_TASK TO COMPLETE:_ Return every line of the material below that contains the word "building".

##############################

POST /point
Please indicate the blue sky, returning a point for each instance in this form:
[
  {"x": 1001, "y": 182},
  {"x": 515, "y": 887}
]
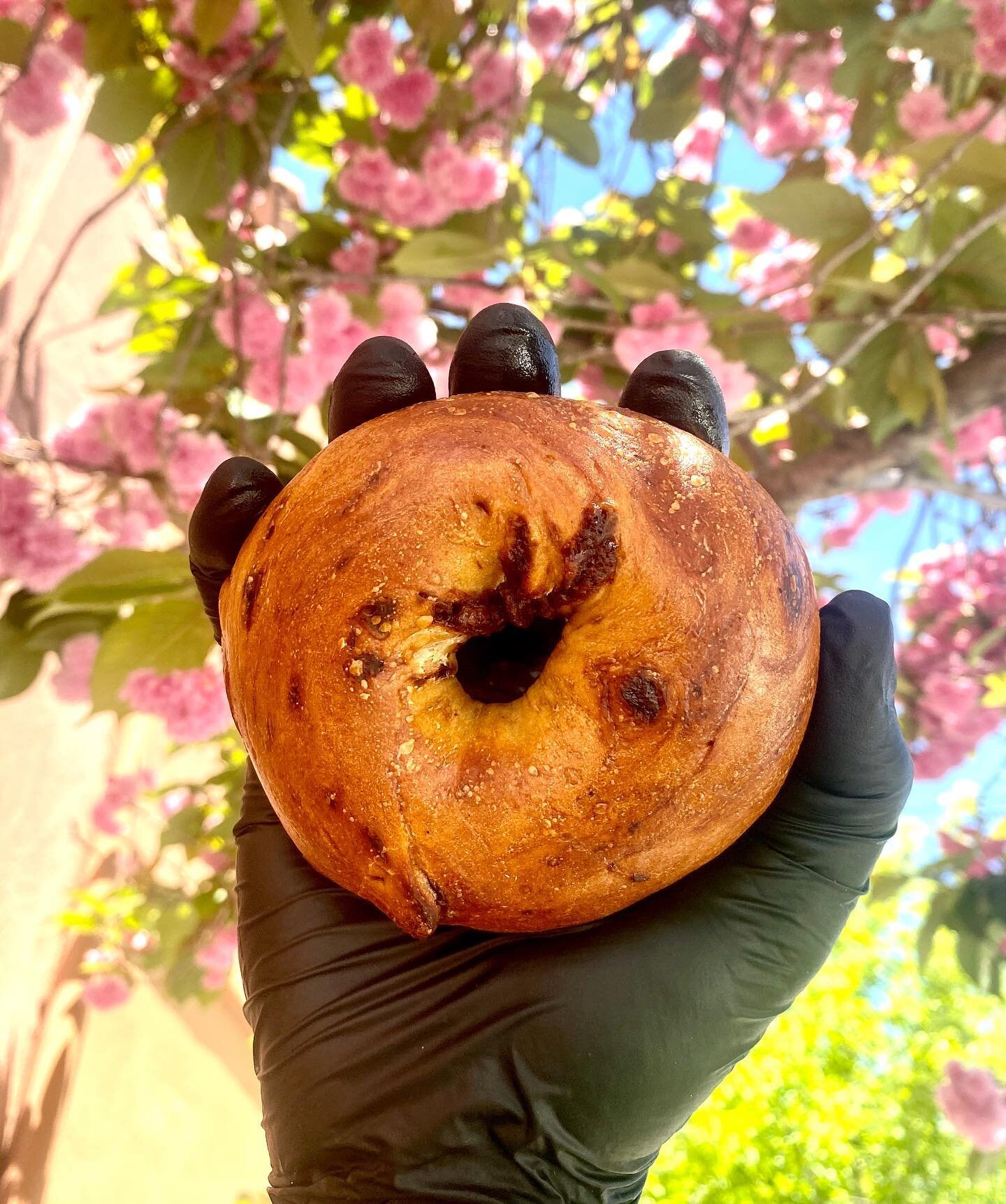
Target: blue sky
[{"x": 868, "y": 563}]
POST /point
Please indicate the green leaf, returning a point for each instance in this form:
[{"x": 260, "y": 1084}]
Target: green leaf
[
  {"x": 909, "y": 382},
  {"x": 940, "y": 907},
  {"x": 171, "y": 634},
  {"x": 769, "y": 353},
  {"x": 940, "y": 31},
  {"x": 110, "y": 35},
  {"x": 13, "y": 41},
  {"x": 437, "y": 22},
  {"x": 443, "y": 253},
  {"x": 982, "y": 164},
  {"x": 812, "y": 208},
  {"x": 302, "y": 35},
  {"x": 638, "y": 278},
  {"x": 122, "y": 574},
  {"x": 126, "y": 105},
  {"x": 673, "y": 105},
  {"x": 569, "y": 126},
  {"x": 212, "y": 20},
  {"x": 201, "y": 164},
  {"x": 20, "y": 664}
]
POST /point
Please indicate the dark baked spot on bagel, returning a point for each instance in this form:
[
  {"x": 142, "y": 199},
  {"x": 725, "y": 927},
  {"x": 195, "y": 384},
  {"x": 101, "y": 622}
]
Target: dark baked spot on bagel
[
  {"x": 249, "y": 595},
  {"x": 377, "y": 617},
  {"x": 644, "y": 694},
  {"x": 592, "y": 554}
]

##############################

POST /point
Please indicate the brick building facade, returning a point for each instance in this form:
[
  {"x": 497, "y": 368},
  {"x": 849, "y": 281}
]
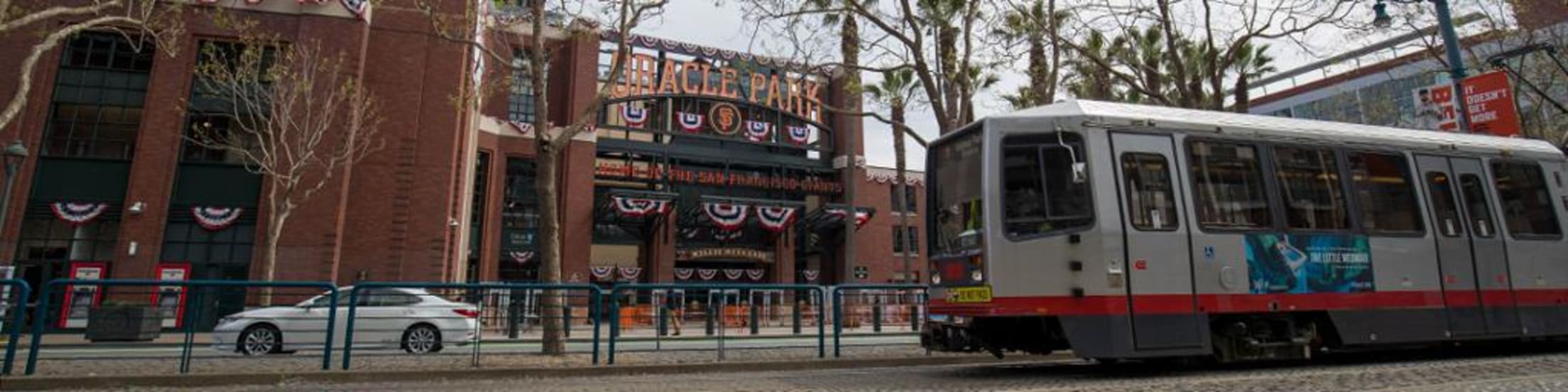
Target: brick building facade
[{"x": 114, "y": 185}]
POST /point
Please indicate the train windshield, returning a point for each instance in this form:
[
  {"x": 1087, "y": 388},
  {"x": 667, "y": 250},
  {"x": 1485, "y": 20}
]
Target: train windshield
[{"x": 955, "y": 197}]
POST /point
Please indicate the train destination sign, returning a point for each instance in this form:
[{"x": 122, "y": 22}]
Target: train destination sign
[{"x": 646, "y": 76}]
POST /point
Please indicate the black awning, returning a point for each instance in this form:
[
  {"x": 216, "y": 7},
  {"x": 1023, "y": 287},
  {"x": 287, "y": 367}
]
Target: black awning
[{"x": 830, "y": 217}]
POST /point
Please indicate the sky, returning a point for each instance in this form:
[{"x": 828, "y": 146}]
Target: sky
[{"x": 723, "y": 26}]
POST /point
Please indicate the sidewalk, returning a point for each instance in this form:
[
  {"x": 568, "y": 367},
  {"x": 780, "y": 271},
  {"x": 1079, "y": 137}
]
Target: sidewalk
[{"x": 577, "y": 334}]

##############################

_TASK SOLUTION:_
Please indicate the brick building facade, returning a point for each instance in this form:
Target: brick building facade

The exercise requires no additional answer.